[Task directions] How many lines in the records below contain the string "positive"? Matching is case-sensitive; reply with the number alone.

[Material supplied]
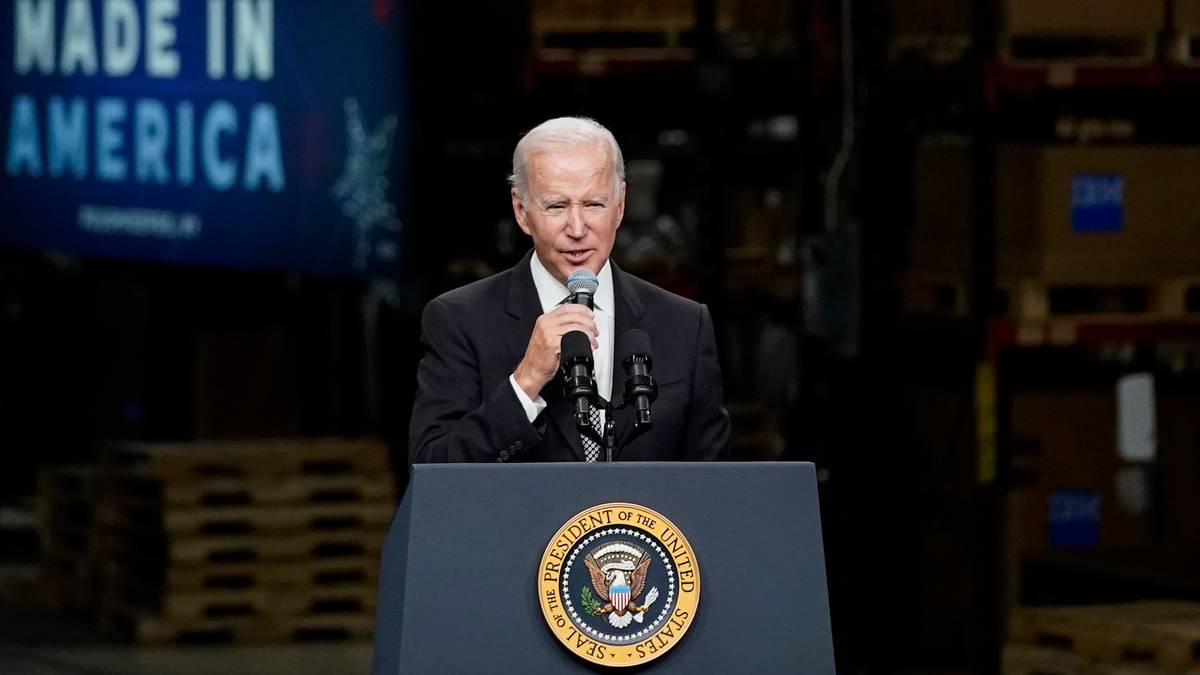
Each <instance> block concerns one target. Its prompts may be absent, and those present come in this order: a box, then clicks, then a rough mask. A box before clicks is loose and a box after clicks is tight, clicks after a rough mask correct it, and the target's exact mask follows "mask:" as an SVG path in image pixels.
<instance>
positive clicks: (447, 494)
mask: <svg viewBox="0 0 1200 675" xmlns="http://www.w3.org/2000/svg"><path fill="white" fill-rule="evenodd" d="M611 502H626V503H631V504H638V506H642V507H646V508H647V509H653V512H656V513H659V514H661V515H662V516H665V518H666V519H668V520H670V521H671V522H672V524H673V525H674V526H676V527H677V528H678V531H679V532H680V533H682V534H683V536H684V537H686V542H688V543H689V544H690V548H691V550H692V551H694V555H695V561H696V567H697V568H698V574H700V589H698V603H697V607H696V609H695V616H692V617H691V621H690V625H689V626H688V628H686V633H685V634H683V635H680V637H679V638H678V640H677V641H676V643H674V644H673V645H672V646H671V647H670V650H667V651H666V652H665V653H661V655H660V656H658V657H656V658H654V659H653V661H649V662H648V663H646V664H644V665H635V668H634V670H638V671H641V670H644V671H653V673H692V674H702V673H722V674H725V673H803V674H824V673H830V674H832V673H834V658H833V639H832V633H830V628H829V602H828V595H827V591H826V572H824V552H823V546H822V543H821V520H820V515H818V508H817V491H816V477H815V471H814V467H812V465H811V464H808V462H614V464H584V462H577V464H575V462H570V464H558V462H551V464H526V465H515V464H497V465H467V464H445V465H434V464H430V465H415V466H414V467H413V473H412V478H410V482H409V485H408V490H407V492H406V494H404V497H403V500H402V502H401V504H400V508H398V509H397V512H396V516H395V519H394V520H392V524H391V528H390V530H389V532H388V538H386V542H385V544H384V550H383V557H382V563H380V584H379V604H378V610H377V611H378V617H377V622H376V635H374V656H373V667H372V671H373V673H374V675H392V674H396V673H418V674H420V673H538V674H542V673H581V671H582V673H587V671H619V670H626V671H628V670H629V669H622V668H605V667H601V665H594V664H593V663H589V662H588V661H584V659H583V658H581V657H580V656H576V655H575V653H571V651H569V649H568V647H566V646H564V645H563V644H562V643H560V641H559V638H558V637H556V634H554V633H553V632H552V629H551V627H550V626H548V625H547V620H546V617H545V616H544V611H542V605H541V602H540V599H541V598H540V597H539V595H540V593H541V592H542V591H541V586H539V584H540V583H541V581H542V578H541V575H542V574H544V567H542V566H544V562H545V558H544V554H546V552H548V550H550V549H548V544H550V543H551V539H552V538H553V537H556V533H557V532H559V531H560V528H563V527H564V526H565V524H568V522H569V521H570V520H571V518H572V516H575V515H576V514H580V513H581V512H584V510H587V509H589V508H592V507H595V506H598V504H606V503H611ZM578 568H580V569H582V565H581V566H578ZM678 568H679V572H680V578H682V577H684V568H683V566H679V567H678ZM580 575H582V572H580ZM673 579H674V578H673V577H672V580H673ZM680 580H682V579H680ZM673 587H674V586H673V585H672V589H673ZM682 596H683V593H682V592H680V602H682ZM643 597H644V596H643Z"/></svg>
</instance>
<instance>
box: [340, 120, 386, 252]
mask: <svg viewBox="0 0 1200 675" xmlns="http://www.w3.org/2000/svg"><path fill="white" fill-rule="evenodd" d="M343 107H344V109H346V133H347V144H346V145H347V148H346V165H344V167H343V168H342V175H341V177H340V178H338V179H337V183H336V184H334V189H332V192H334V196H335V197H336V198H337V199H338V201H341V203H342V213H343V214H346V215H347V216H348V217H349V219H350V220H352V221H354V241H355V243H354V268H355V269H358V270H365V269H366V268H367V262H368V261H370V259H371V256H372V253H373V255H376V256H377V257H379V258H384V259H389V258H392V257H394V256H395V250H396V245H395V241H392V238H391V237H390V235H391V234H395V233H396V232H400V225H401V223H400V219H397V217H396V207H395V205H392V203H391V202H390V201H389V199H388V168H389V166H390V163H391V144H392V138H394V137H395V133H396V126H397V125H398V121H397V118H396V115H394V114H392V115H386V117H384V118H383V119H382V120H379V124H377V125H376V127H374V129H373V130H371V131H370V132H368V131H367V127H366V123H364V120H362V112H361V110H360V109H359V102H358V101H355V100H354V98H347V100H346V102H344V104H343Z"/></svg>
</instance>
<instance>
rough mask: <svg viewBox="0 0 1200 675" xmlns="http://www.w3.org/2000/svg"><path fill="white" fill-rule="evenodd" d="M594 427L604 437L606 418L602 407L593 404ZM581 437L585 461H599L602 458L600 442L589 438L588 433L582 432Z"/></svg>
mask: <svg viewBox="0 0 1200 675" xmlns="http://www.w3.org/2000/svg"><path fill="white" fill-rule="evenodd" d="M592 429H595V430H596V434H599V435H600V437H601V438H604V418H602V416H601V414H600V408H598V407H595V406H592ZM580 438H582V440H583V459H584V461H599V460H600V444H599V443H596V442H595V441H593V440H592V438H588V437H587V436H586V435H583V434H580Z"/></svg>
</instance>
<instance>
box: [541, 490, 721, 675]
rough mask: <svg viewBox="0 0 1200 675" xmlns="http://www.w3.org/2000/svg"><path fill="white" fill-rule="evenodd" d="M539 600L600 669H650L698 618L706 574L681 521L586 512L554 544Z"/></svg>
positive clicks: (589, 508)
mask: <svg viewBox="0 0 1200 675" xmlns="http://www.w3.org/2000/svg"><path fill="white" fill-rule="evenodd" d="M538 601H539V603H540V604H541V614H542V616H545V617H546V623H547V625H548V626H550V629H551V631H552V632H553V633H554V637H557V638H558V641H560V643H563V644H564V645H565V646H566V649H569V650H571V651H572V652H575V653H576V655H577V656H580V657H582V658H586V659H587V661H590V662H592V663H596V664H600V665H617V667H620V665H636V664H640V663H648V662H650V661H653V659H655V658H658V657H660V656H662V655H664V653H666V652H667V651H670V650H671V647H673V646H674V645H676V644H678V641H679V640H680V639H682V638H683V635H684V633H686V632H688V628H689V627H690V626H691V622H692V621H694V620H695V617H696V605H697V604H698V602H700V568H698V567H697V566H696V555H695V554H694V552H692V550H691V545H690V544H689V543H688V539H685V538H684V536H683V534H682V533H680V532H679V528H678V527H676V526H674V524H673V522H671V521H670V520H667V519H666V518H664V516H662V515H661V514H659V513H656V512H653V510H650V509H648V508H646V507H641V506H637V504H629V503H607V504H600V506H596V507H593V508H589V509H587V510H583V512H581V513H578V514H577V515H575V516H574V518H571V519H570V520H569V521H566V524H565V525H563V526H562V527H560V528H559V530H558V532H556V533H554V536H553V537H552V538H551V539H550V544H548V545H547V546H546V552H545V554H542V556H541V566H540V568H539V573H538Z"/></svg>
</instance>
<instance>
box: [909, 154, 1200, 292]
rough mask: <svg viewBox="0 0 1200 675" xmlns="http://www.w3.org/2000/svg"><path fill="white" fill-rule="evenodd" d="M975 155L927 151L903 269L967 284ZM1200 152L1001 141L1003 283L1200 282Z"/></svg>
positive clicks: (1001, 273) (997, 220) (972, 208)
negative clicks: (1184, 280)
mask: <svg viewBox="0 0 1200 675" xmlns="http://www.w3.org/2000/svg"><path fill="white" fill-rule="evenodd" d="M971 157H972V150H971V147H970V144H968V143H966V142H965V141H956V139H934V141H928V142H925V143H922V144H920V145H919V147H918V148H917V151H916V160H914V167H913V228H912V235H911V238H910V244H908V265H907V267H908V269H911V270H919V271H920V273H923V274H926V275H934V276H936V277H943V279H958V280H962V281H967V280H970V274H971V261H972V252H971V239H972V226H973V222H972V219H973V208H974V207H973V199H972V190H973V180H972V159H971ZM1198 177H1200V147H1165V145H1163V147H1154V145H1114V147H1096V148H1088V147H1073V145H1002V147H1001V148H998V149H997V153H996V262H997V280H998V281H1000V282H1001V285H1004V283H1009V282H1015V281H1022V280H1032V281H1034V282H1037V283H1042V285H1072V283H1075V285H1139V283H1159V282H1163V281H1168V280H1171V279H1177V277H1187V276H1195V275H1200V199H1198V198H1196V197H1198V195H1200V178H1198Z"/></svg>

[Response box] 3